-- start Extract to read --
Just when we thought we had a handle on Bluetooth and Apple Carplay, along comes a bunch of new automotive technologies to keep us on the backfoot.
Trying to predict what the car of the future will look like has been a rich vein of speculation for pundits over the decades.
From rocket propulsion to flying cars, automotive crystal ball gazers have been seeking to predict the future on four wheels since soon after Karl Benz’s Patent Motorwagen debuted.
Most have got it wildly wrong, of course, because while the automotive industry has been characterised by many remarkable innovations over its 130-plus-year journey, for the most part the fundamentals of an internal combustion engine powering a carriage made of steel and glass has remained.
Now, with the convergence of electric powertrains and remarkable leaps in computing power, data generation and storage, the car as we know it is set to undergo some of the most fundamental changes in its history.
In a February 2019 white paper titled Mobility’s Second Great Inflection Point, renowned US consulting firm McKinsey & Co. stated just as “radically new dynamics in the early 20th century transformed cars and, in turn, the world … the next great inflection point is upon us, auguring changes no less profound.”
-- end Extract to read --
-- start Input --
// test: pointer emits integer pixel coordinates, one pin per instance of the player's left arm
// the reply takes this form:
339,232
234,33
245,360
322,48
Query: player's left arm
-- end Input --
Requirements:
[1] In the passage on future car technology, what title did McKinsey & Co. give its February 2019 white paper?
[2] Find every line in the rows that contains the word "player" and copy each of those lines.

Solutions to each task:
[1] Mobility's Second Great Inflection Point

[2]
// test: pointer emits integer pixel coordinates, one pin per instance of the player's left arm
Query: player's left arm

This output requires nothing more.